--- Parts of the exercise ---
1 – In the text on farm risk, replace "weather" with "climate" and rewrite everything from "Production risk is" down to "technology practices, etc.".
2 – Proceed with the text on farm risk, continuing on from its last line.

--- Supplied text ---
= = = = =

Production risk is the uncertainty of any production related activity or event affecting quality and quantity of crop or livestock commodities.
Production risks may include: pests, diseases, technology, genetics, machinery efficiency, quality of inputs, weather, rainfall, fire, wind, theft, etc.
Strategies for managing production risks may include:
- Control or minimize risk through management practices by doing a better job of what you already do, such as timeliness of application, use of irrigation systems, health and nutrition programs, preventative maintenance, etc.
- Reduce production variability by making changes such as diversifying, integrating, applying new technology practices, etc.
- Transfer production risk to someone else through contracting, purchase of insurance products (property and casualty, health, life, and disability, liability), etc.
Financial risk is any risk that threatens the financial health and stability of the farm.
Financial risks may include:
- Cost and availability of debt (financing) capital;
- Ability to meet cash flow needs and commitments in a timely manner;
- Ability to absorb short-term financial shocks;
- Ability to maintain and grow the equity in the business.
Strategies for managing financial risks may include:
- Collect and organize financial records;
- Analyze financial position and performance utilizing financial statements;
- Plan and create future budgets.

= = = = =

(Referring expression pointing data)

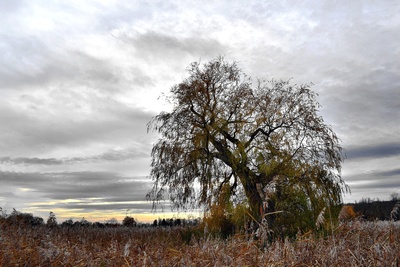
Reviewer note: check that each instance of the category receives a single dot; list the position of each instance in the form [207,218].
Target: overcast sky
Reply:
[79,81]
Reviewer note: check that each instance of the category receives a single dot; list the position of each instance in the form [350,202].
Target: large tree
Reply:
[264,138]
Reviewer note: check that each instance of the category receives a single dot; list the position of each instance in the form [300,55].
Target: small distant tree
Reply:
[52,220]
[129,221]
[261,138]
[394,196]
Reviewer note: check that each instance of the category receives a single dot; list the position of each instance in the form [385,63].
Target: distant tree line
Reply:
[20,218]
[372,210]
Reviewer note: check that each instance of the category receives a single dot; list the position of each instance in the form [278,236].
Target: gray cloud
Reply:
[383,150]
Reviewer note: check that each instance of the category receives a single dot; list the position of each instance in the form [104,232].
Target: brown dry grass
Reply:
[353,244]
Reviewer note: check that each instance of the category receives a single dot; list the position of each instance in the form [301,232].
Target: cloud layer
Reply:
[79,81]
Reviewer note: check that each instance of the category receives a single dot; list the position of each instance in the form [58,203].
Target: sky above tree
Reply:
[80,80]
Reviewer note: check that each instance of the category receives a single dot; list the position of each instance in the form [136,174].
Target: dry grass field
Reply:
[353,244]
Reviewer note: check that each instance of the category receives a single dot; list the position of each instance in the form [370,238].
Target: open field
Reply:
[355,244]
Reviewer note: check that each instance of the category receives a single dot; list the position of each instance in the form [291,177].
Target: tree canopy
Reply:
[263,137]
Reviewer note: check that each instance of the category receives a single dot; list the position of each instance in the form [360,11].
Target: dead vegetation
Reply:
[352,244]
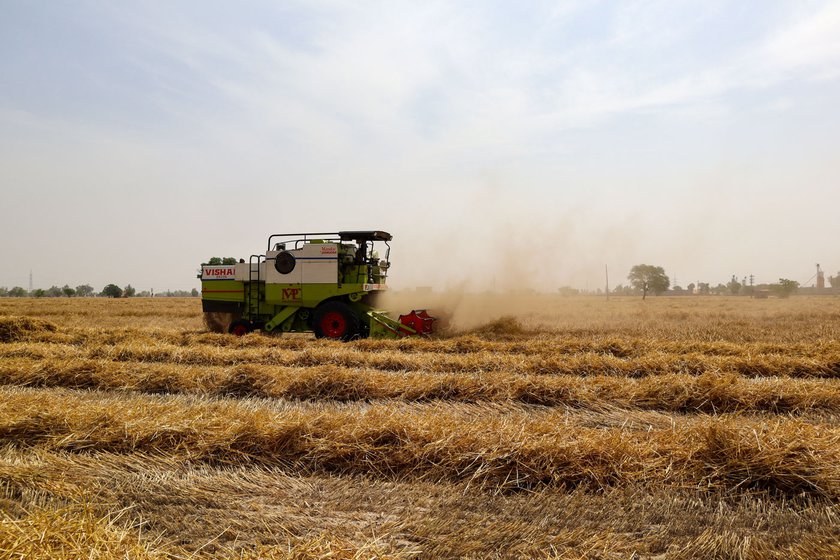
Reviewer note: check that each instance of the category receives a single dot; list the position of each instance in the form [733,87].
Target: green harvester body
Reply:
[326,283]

= = = = =

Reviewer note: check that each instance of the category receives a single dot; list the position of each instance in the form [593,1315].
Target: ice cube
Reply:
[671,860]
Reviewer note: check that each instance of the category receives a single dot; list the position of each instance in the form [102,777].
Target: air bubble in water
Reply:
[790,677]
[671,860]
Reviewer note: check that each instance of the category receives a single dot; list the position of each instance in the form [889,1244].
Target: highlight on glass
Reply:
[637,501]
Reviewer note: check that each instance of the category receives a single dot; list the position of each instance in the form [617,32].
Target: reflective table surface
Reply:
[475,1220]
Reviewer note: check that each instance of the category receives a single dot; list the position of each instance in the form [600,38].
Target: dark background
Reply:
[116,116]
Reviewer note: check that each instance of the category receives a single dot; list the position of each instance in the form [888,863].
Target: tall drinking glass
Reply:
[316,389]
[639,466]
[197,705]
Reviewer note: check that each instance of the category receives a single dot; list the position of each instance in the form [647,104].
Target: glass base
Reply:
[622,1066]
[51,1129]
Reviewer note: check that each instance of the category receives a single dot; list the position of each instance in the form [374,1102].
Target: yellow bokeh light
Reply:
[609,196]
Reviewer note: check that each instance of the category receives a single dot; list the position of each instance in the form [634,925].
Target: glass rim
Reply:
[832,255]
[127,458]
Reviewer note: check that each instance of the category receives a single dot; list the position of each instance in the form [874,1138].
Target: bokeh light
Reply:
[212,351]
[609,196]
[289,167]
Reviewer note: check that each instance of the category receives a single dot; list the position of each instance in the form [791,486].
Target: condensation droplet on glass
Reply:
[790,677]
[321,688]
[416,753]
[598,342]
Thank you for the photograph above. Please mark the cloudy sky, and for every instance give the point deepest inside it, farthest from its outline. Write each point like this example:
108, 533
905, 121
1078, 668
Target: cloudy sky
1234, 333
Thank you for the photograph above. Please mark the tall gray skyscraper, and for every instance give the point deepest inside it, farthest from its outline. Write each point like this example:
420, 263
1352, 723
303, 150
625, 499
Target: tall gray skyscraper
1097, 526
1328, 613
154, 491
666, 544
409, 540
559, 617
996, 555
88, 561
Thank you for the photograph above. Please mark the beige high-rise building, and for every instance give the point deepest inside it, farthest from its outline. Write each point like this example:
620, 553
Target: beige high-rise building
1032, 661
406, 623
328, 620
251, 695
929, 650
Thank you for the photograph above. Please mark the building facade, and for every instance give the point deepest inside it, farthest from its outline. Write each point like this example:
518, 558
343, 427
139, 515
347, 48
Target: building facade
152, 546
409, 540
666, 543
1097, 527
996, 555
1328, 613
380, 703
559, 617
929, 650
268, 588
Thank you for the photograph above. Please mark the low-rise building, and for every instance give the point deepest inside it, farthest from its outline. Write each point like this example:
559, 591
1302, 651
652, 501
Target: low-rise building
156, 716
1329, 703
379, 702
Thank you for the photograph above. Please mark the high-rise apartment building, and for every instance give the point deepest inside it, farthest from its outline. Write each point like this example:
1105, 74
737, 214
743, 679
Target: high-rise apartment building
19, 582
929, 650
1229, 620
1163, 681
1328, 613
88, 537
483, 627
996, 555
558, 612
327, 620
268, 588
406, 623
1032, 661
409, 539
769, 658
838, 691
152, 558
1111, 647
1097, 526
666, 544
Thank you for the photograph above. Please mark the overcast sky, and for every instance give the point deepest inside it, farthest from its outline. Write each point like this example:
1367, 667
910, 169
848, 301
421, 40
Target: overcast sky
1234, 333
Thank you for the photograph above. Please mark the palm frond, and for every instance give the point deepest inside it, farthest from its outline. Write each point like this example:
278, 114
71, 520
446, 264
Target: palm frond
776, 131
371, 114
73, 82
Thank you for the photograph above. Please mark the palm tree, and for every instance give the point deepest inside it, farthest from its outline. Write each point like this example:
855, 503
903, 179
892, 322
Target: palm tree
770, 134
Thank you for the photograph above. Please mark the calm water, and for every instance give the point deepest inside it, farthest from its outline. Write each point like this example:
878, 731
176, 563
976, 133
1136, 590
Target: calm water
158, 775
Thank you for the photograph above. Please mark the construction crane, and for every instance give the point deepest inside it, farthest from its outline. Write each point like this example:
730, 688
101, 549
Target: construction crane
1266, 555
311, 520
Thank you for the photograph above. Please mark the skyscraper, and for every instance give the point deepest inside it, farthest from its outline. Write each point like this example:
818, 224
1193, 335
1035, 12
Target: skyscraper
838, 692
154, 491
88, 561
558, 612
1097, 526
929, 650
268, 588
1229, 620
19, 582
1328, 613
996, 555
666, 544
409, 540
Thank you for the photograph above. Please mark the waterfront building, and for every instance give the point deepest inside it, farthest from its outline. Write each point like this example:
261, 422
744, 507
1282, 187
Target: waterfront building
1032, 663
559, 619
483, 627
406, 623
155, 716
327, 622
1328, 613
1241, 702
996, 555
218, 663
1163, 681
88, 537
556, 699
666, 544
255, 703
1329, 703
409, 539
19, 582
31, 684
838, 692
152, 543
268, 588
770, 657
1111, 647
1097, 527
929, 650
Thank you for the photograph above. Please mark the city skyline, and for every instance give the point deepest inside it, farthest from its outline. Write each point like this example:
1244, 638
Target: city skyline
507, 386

= = = = =

--- Solved problems ---
1 –
Production risk is the uncertainty of any production related activity or event affecting quality and quantity of crop or livestock commodities.
Production risks may include: pests, diseases, technology, genetics, machinery efficiency, quality of inputs, climate, rainfall, fire, wind, theft, etc.
Strategies for managing production risks may include:
- Control or minimize risk through management practices by doing a better job of what you already do, such as timeliness of application, use of irrigation systems, health and nutrition programs, preventative maintenance, etc.
- Reduce production variability by making changes such as diversifying, integrating, applying new technology practices, etc.

2 –
Legal risk is the uncertainties surrounding agreements between individuals, between individuals and groups, or between groups.
Legal risks may include:
- Contractual agreements, such as farmland or crop share leases and crop insurance coverage;
- Business structures, such as sole proprietorship, partnership, LLC, corporation, or trusts;
- Laws and regulations, such as tax laws, pesticide use regulations, conservation easements, and land use restrictions;
- Tort liability, such as injury on farm property, and employment issues.
Strategies for managing legal risks may include:
- Written forms of contractual agreements;
- Formation of appropriate business organization;
- Increased knowledge of laws and regulations.
Human risk is risks associated with people involved in the farm business.
Human risks may include:
- Human health and well-being, such as the health and safety of family and employees;
- Family and business relationships, including stress management and communication;
- Employee management, such as hiring and retaining employees;
- Transition planning, including transfer of assets and management responsibilities.
Strategies for managing human risks may include:
- Have on hand and provide training to employees on the use of protective equipment;
- Develop contingency plans and management systems and procedures;
- Consult with agricultural professionals for resources and advice.
Price or market risk is the uncertainty associated with changes in the price of output or of inputs that may occur after the commitment to production has begun.
Price or market risks may include:
- Changes in the prices farmers will receive for commodities;
- Changes in the prices farmers will pay for inputs;
- Availability or access to markets for sale of commodities.
- Commodity export demand, world stock levels, or other global factors.